• _REQUIRED TASKS_:
1. Using the July essay, answer each question briefly:
(a) What three kinds of data does the narrator bring to the county meetings?
(b) Which book did Carrie start after "Snow Country"?
(c) What hymn was Mama singing while she cooked?
2. Render this sentence from the July essay in Spanish: "The meetings are tedious but necessary, and I approach them with the preparation of a lawyer and the conviction of a preacher's daughter."
3. Write the next part of the July essay, picking up after its final sentence.

Mid-July and the summer has entered its deepest, most unyielding phase. The kind of heat that makes the asphalt soft and the air visible and the prospect of standing in a kitchen over a hot stove seem like an act of either devotion or insanity. I choose devotion. I have always chosen devotion.
At the library system, I spent this week in budget meetings with the county, advocating for the funding that keeps our branches open and our books current. The meetings are tedious but necessary, and I approach them with the preparation of a lawyer and the conviction of a preacher's daughter. I bring data: circulation numbers, program attendance, community impact surveys. The county commissioners bring budgets that always seem to find money for parks and roads but never for libraries. I remind them, politely but firmly, that a library is not a luxury. It is the place where a child who cannot afford books can read, where a job seeker can use a computer, where an elderly person can sit in air conditioning and be treated with dignity. Libraries are infrastructure. They are just the kind of infrastructure that doesn't photograph well at a ribbon-cutting.
Carrie finished "Snow Country" and has moved on to "A Personal Matter" by Kenzaburo Oe, which I confess I have not read, and the gap between my reading and my fifteen-year-old's reading is narrowing in a way that I find both humbling and thrilling. She is building a literary education that spans two cultures, and the breadth of it will serve her well wherever she goes.
I drove to Beaufort on Saturday. Mama was making shrimp and corn chowder — a summer dish, lighter than her fall and winter soups, but still deeply flavored with shrimp stock and fresh corn cut from the cob. She was singing as she cooked — an old hymn, "Precious Lord, Take My Hand" — and the singing was steady and sure, and for a moment in the Beaufort kitchen, with the summer light coming through the window and the chowder bubbling and my mother's voice filling the room, nothing was wrong. Everything was as it had always been.
Then she turned to me and said, "When is your father coming home?" and the moment broke. I said, "Mama, Daddy died in 2012." She looked at me and the knowing came back into her eyes like a light switching on, and she said, "I know that. I know that, Naomi. I just forgot for a minute." I said, "It's okay, Mama." She said, "It's not okay. But it's what we have." And she went back to stirring the chowder, and the hymn resumed, and I stood in the doorway holding the grief of a daughter who has just watched her mother forget her father's death and then remember it again, and I did not know which was worse: the forgetting or the remembering.

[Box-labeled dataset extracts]
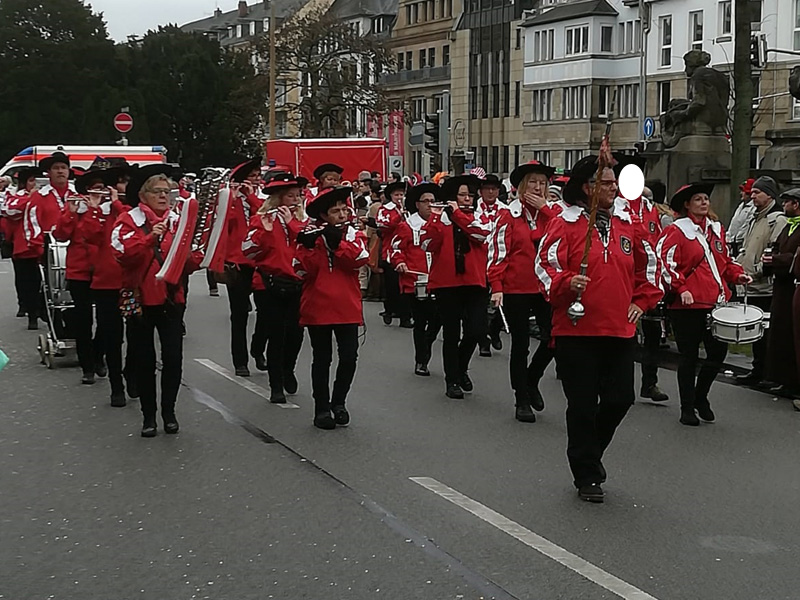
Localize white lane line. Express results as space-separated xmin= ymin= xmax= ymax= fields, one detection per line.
xmin=194 ymin=358 xmax=300 ymax=408
xmin=409 ymin=477 xmax=657 ymax=600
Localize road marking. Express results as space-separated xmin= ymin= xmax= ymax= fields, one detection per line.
xmin=194 ymin=358 xmax=300 ymax=408
xmin=409 ymin=477 xmax=657 ymax=600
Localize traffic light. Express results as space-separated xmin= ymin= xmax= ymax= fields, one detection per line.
xmin=425 ymin=112 xmax=440 ymax=155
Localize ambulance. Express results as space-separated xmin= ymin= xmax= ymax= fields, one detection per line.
xmin=0 ymin=146 xmax=167 ymax=176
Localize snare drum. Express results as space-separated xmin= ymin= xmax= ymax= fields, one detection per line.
xmin=709 ymin=302 xmax=764 ymax=344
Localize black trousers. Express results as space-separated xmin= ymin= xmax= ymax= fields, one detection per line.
xmin=250 ymin=290 xmax=303 ymax=391
xmin=128 ymin=304 xmax=183 ymax=420
xmin=226 ymin=265 xmax=254 ymax=368
xmin=669 ymin=308 xmax=728 ymax=410
xmin=504 ymin=294 xmax=554 ymax=402
xmin=308 ymin=323 xmax=358 ymax=414
xmin=435 ymin=285 xmax=486 ymax=385
xmin=92 ymin=290 xmax=125 ymax=394
xmin=556 ymin=336 xmax=635 ymax=487
xmin=410 ymin=294 xmax=442 ymax=365
xmin=14 ymin=258 xmax=44 ymax=317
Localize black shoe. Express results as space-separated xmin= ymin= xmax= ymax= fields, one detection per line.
xmin=283 ymin=373 xmax=297 ymax=396
xmin=514 ymin=404 xmax=536 ymax=423
xmin=695 ymin=401 xmax=714 ymax=423
xmin=459 ymin=373 xmax=475 ymax=392
xmin=414 ymin=363 xmax=431 ymax=377
xmin=680 ymin=408 xmax=700 ymax=427
xmin=444 ymin=383 xmax=464 ymax=400
xmin=578 ymin=483 xmax=606 ymax=504
xmin=314 ymin=411 xmax=336 ymax=429
xmin=142 ymin=419 xmax=158 ymax=437
xmin=333 ymin=406 xmax=350 ymax=427
xmin=164 ymin=415 xmax=181 ymax=434
xmin=639 ymin=385 xmax=669 ymax=402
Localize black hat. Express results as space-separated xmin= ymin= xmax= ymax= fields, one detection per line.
xmin=39 ymin=152 xmax=70 ymax=171
xmin=125 ymin=164 xmax=175 ymax=206
xmin=669 ymin=183 xmax=714 ymax=214
xmin=509 ymin=160 xmax=556 ymax=188
xmin=314 ymin=163 xmax=344 ymax=181
xmin=261 ymin=173 xmax=308 ymax=194
xmin=306 ymin=185 xmax=353 ymax=219
xmin=383 ymin=181 xmax=406 ymax=200
xmin=406 ymin=183 xmax=442 ymax=213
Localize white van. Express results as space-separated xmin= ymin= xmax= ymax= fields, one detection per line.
xmin=0 ymin=146 xmax=167 ymax=176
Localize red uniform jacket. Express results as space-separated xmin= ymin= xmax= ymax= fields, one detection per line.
xmin=389 ymin=213 xmax=432 ymax=294
xmin=422 ymin=209 xmax=492 ymax=290
xmin=111 ymin=204 xmax=202 ymax=306
xmin=242 ymin=215 xmax=308 ymax=282
xmin=488 ymin=200 xmax=550 ymax=294
xmin=80 ymin=200 xmax=130 ymax=290
xmin=656 ymin=217 xmax=744 ymax=308
xmin=296 ymin=225 xmax=369 ymax=326
xmin=22 ymin=184 xmax=77 ymax=258
xmin=536 ymin=206 xmax=664 ymax=338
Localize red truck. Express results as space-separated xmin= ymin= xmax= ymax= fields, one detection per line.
xmin=266 ymin=138 xmax=388 ymax=184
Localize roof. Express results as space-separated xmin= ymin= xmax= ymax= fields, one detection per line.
xmin=522 ymin=0 xmax=619 ymax=26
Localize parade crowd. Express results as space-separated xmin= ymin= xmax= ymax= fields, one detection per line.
xmin=0 ymin=153 xmax=800 ymax=502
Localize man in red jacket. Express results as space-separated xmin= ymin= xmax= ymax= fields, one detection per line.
xmin=536 ymin=156 xmax=663 ymax=502
xmin=297 ymin=187 xmax=369 ymax=429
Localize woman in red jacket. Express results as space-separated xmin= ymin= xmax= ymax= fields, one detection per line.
xmin=111 ymin=165 xmax=201 ymax=437
xmin=656 ymin=183 xmax=751 ymax=426
xmin=422 ymin=175 xmax=491 ymax=399
xmin=536 ymin=156 xmax=663 ymax=502
xmin=297 ymin=187 xmax=369 ymax=429
xmin=242 ymin=173 xmax=308 ymax=404
xmin=389 ymin=183 xmax=442 ymax=377
xmin=488 ymin=161 xmax=555 ymax=423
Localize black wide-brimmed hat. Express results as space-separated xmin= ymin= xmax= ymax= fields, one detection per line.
xmin=509 ymin=160 xmax=556 ymax=188
xmin=406 ymin=183 xmax=442 ymax=213
xmin=231 ymin=158 xmax=261 ymax=183
xmin=669 ymin=183 xmax=714 ymax=214
xmin=39 ymin=151 xmax=70 ymax=171
xmin=306 ymin=185 xmax=353 ymax=219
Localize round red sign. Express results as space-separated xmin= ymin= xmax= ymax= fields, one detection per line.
xmin=114 ymin=113 xmax=133 ymax=133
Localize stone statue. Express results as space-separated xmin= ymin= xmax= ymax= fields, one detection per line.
xmin=661 ymin=50 xmax=730 ymax=148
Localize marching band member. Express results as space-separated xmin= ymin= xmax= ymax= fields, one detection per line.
xmin=225 ymin=158 xmax=262 ymax=377
xmin=488 ymin=161 xmax=555 ymax=423
xmin=657 ymin=183 xmax=752 ymax=426
xmin=389 ymin=183 xmax=441 ymax=377
xmin=242 ymin=173 xmax=308 ymax=404
xmin=422 ymin=175 xmax=491 ymax=399
xmin=297 ymin=187 xmax=369 ymax=429
xmin=111 ymin=165 xmax=201 ymax=438
xmin=536 ymin=156 xmax=663 ymax=502
xmin=3 ymin=167 xmax=42 ymax=317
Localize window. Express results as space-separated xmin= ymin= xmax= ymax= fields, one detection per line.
xmin=689 ymin=10 xmax=703 ymax=50
xmin=658 ymin=81 xmax=672 ymax=115
xmin=566 ymin=25 xmax=589 ymax=56
xmin=531 ymin=90 xmax=553 ymax=121
xmin=597 ymin=85 xmax=611 ymax=117
xmin=658 ymin=15 xmax=672 ymax=67
xmin=717 ymin=0 xmax=733 ymax=37
xmin=600 ymin=25 xmax=614 ymax=52
xmin=564 ymin=85 xmax=588 ymax=119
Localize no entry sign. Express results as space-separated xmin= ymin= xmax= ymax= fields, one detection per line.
xmin=114 ymin=113 xmax=133 ymax=133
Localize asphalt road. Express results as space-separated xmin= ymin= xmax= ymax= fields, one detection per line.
xmin=0 ymin=268 xmax=800 ymax=600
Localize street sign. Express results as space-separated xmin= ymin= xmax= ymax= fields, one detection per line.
xmin=642 ymin=117 xmax=656 ymax=140
xmin=114 ymin=113 xmax=133 ymax=133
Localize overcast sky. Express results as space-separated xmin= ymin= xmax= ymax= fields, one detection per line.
xmin=84 ymin=0 xmax=245 ymax=42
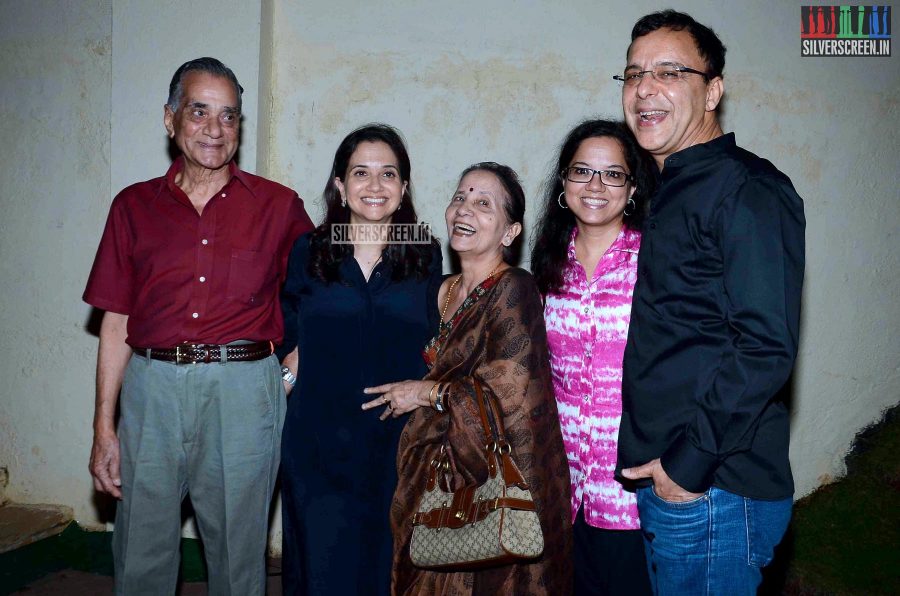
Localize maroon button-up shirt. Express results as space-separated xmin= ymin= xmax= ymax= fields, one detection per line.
xmin=84 ymin=158 xmax=312 ymax=348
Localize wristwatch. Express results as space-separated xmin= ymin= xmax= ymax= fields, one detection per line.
xmin=281 ymin=366 xmax=297 ymax=387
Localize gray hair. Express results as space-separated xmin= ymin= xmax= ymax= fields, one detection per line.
xmin=166 ymin=57 xmax=244 ymax=112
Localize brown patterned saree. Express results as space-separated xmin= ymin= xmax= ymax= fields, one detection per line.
xmin=391 ymin=268 xmax=572 ymax=596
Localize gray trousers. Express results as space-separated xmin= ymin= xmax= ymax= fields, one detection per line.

• _EXERCISE RESULTS_:
1.
(a) Circulation numbers, program attendance and community impact surveys.
(b) "A Personal Matter" by Kenzaburo Oe.
(c) "Precious Lord, Take My Hand."

2. Las reuniones son tediosas pero necesarias, y las abordo con la preparación de un abogado y la convicción de la hija de un predicador.

3.
I could not stop thinking about that corn — the way Mama ran her knife down the cob with such ease, the pale milk of it catching the light, the sweetness of it filling the kitchen alongside the hymn and the shrimp stock and everything I was trying to hold without breaking. I cannot recreate her chowder here, not today; some recipes belong to a specific kitchen and a specific person and to attempt them anywhere else feels like a kind of trespass. But I can honor the corn. This black bean and corn salad is summer on a plate — bright and quick and full of the kind of uncomplicated goodness that Mama always said was the point of food in the first place: to feed people you love while you still have the chance.
Black Bean and Corn Salad
Prep Time: 15 minutes | Cook Time: 0 minutes | Total Time: 15 minutes | Servings: 6
Ingredients
- 2 cans (15 oz each) black beans, drained and rinsed
- 2 cups fresh corn kernels (from about 3 ears), or thawed frozen corn
- 1 cup cherry tomatoes, halved
- 1 red bell pepper, diced
- 1/2 small red onion, finely diced
- 1/4 cup fresh cilantro, roughly chopped
- 1 jalapeño, seeded and finely minced (optional)
- 3 tablespoons olive oil
- 3 tablespoons fresh lime juice (about 2 limes)
- 1 teaspoon ground cumin
- 1/2 teaspoon garlic powder
- 1/2 teaspoon kosher salt, plus more to taste
- 1/4 teaspoon black pepper
Instructions
- Prep the corn. If using fresh corn, cut the kernels from the cob by standing each ear upright in a large bowl and running a sharp knife downward along the cob. If using frozen corn, spread it on a paper towel and pat dry.
- Combine the base. In a large mixing bowl, add the drained black beans, corn kernels, halved cherry tomatoes, diced red bell pepper, red onion, cilantro, and jalapeño if using. Toss gently to distribute evenly.
- Make the dressing. In a small bowl or jar, whisk together the olive oil, fresh lime juice, cumin, garlic powder, salt, and black pepper until fully combined.
- Dress and toss. Pour the dressing over the salad and toss well to coat all the ingredients. Taste and adjust salt, pepper, or lime juice as needed.
- Rest before serving. For best flavor, let the salad sit at room temperature for 10 minutes, or refrigerate for up to 30 minutes, before serving. This allows the beans and corn to absorb the dressing fully.
- Serve. Serve chilled or at room temperature as a side dish, over greens, with chips, or alongside grilled fish or shrimp.
Nutrition (per serving)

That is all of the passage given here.